── PASSAGE FOR REVIEW
It has long been known that regular exercise is good for our physical health. It can reduce the risk of cancer, heart disease and strokes.
In recent years, studies have shown that regular physical activity also has benefits for mental health. Exercise can help people recover from depression and prevent them from becoming depressed in the first place.
Dr Alan Cohen, a GP with a special interest in mental health, says that when people get depressed or anxious, they often feel they're not in control of their lives.
“Exercise gives them back control of their bodies and this is often the first step to feeling in control of other events,” he says.
Who can benefit and what type of exercise is best?
Anyone with depression can benefit from doing regular exercise, but it's especially useful for people with mild depression.
“Any type of exercise is useful as long as it suits you and you do enough of it,” says Dr Cohen. “Exercise should be something you enjoy. Otherwise it will be hard to find the motivation to do it regularly.”
────
── DATA
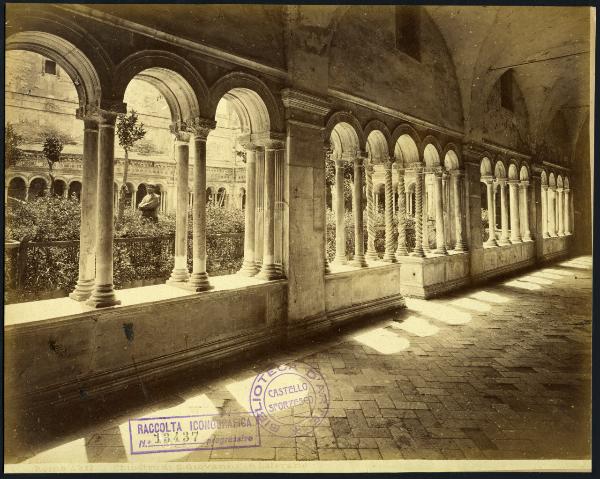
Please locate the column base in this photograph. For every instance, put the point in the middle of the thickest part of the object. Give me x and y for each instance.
────
* PROBLEM TO SOLVE: Using the text on exercise and mental health above, say whether each statement agrees with it, answering yes or no and quoting the words of the text that decide it. (a) Exercise is especially useful for people with severe depression. (b) Dr Cohen says any type of exercise is useful if it suits you and you do enough of it. (c) Exercise can keep people from becoming depressed.

* ANSWER TO THIS EXERCISE:
(a) No: "it's especially useful for people with mild depression."
(b) Yes: "Any type of exercise is useful as long as it suits you and you do enough of it."
(c) Yes: "prevent them from becoming depressed in the first place."